LATIHAN SINGKAT 1 =
Ambil seluruh kutipan tentang RUU KKG di bawah ini, lalu tuliskan kembali kata demi kata tanpa perubahan apa pun.

Jika RUU KKG yang banyak memiliki ambiguitas kata-kata ini tetap disahkan tanpa
sebuah revisi, dikhawatirkan akan terdapat banyak pihak yang memanfaatkannya. Ambiguitas kata-kata dalam sebuah rancangan
undang-undang, apalagi sampai disahkan menjadi sebuah undang-undang, akan
memiliki dampak yang signifikan terhadap adat dan budaya Indonesia. Indonesia sangat menjunjung tinggi adat
ketimurannya. Jika RUU KKG ini tetap disahkan dengan banyaknya ambiguitas kata-kata, bukan tidak mungkin
nantinya Indonesia akan menganut faham liberalisme. Faham liberalisme tidak bisa berlaku pada
negara yang menjunjung tinggi adat ketimurannya seperti Indonesia. Etika, moral, budaya, dan agama Indonesia
tidak cocok dengan budaya-budaya barat dengan prinsip kebebasannya itu. Penolakan yang dilakukan MIUMI memiliki dasar
yang cukup jelas dan cukup kuat. Oleh karena itu, perlu pengkajian ulang atas
rancangan undang-undang tersebut sebelum akhirnya disahkan menjadi sebuah
undang-undang.

LATIHAN SINGKAT 2 =
Tolong salin persis baris-baris entri dataset dari baris yang memuat "target | vertical stone leg" sampai akhir entri, termasuk baris pertama dan terakhirnya.

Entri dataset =
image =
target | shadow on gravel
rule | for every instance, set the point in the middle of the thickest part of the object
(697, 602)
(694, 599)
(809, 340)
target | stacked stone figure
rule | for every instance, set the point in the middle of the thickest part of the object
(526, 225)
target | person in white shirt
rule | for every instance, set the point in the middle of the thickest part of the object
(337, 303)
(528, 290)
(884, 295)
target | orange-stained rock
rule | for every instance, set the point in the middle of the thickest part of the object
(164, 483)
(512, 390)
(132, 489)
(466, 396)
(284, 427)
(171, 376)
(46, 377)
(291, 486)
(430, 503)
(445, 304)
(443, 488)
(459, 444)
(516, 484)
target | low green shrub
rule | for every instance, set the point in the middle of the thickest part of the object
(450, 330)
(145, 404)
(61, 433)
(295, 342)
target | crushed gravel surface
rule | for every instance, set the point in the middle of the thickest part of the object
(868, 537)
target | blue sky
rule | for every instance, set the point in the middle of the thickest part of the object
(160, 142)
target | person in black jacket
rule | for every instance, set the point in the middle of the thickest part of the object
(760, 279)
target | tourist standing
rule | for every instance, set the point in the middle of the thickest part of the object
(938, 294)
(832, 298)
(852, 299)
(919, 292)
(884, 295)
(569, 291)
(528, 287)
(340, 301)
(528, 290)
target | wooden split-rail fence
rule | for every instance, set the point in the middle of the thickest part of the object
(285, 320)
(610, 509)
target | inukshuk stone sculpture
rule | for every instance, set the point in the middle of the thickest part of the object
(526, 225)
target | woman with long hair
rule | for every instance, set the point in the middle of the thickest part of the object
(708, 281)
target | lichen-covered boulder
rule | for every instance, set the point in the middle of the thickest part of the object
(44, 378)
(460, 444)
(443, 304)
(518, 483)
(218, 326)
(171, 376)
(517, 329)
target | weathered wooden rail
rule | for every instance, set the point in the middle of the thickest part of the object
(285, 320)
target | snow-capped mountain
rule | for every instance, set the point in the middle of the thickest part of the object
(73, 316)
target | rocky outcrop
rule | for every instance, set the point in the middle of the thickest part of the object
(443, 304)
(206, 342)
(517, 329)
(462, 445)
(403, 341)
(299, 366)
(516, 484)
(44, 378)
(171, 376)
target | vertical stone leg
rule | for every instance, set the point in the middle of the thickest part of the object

JAWABAN BENAR 1 =
Jika RUU KKG yang banyak memiliki ambiguitas kata-kata ini tetap disahkan tanpa
sebuah revisi, dikhawatirkan akan terdapat banyak pihak yang memanfaatkannya. Ambiguitas kata-kata dalam sebuah rancangan
undang-undang, apalagi sampai disahkan menjadi sebuah undang-undang, akan
memiliki dampak yang signifikan terhadap adat dan budaya Indonesia. Indonesia sangat menjunjung tinggi adat
ketimurannya. Jika RUU KKG ini tetap disahkan dengan banyaknya ambiguitas kata-kata, bukan tidak mungkin
nantinya Indonesia akan menganut faham liberalisme. Faham liberalisme tidak bisa berlaku pada
negara yang menjunjung tinggi adat ketimurannya seperti Indonesia. Etika, moral, budaya, dan agama Indonesia
tidak cocok dengan budaya-budaya barat dengan prinsip kebebasannya itu. Penolakan yang dilakukan MIUMI memiliki dasar
yang cukup jelas dan cukup kuat. Oleh karena itu, perlu pengkajian ulang atas
rancangan undang-undang tersebut sebelum akhirnya disahkan menjadi sebuah
undang-undang.

JAWABAN BENAR 2 =
target | vertical stone leg
rule | for every instance, set the point in the middle of the thickest part of the object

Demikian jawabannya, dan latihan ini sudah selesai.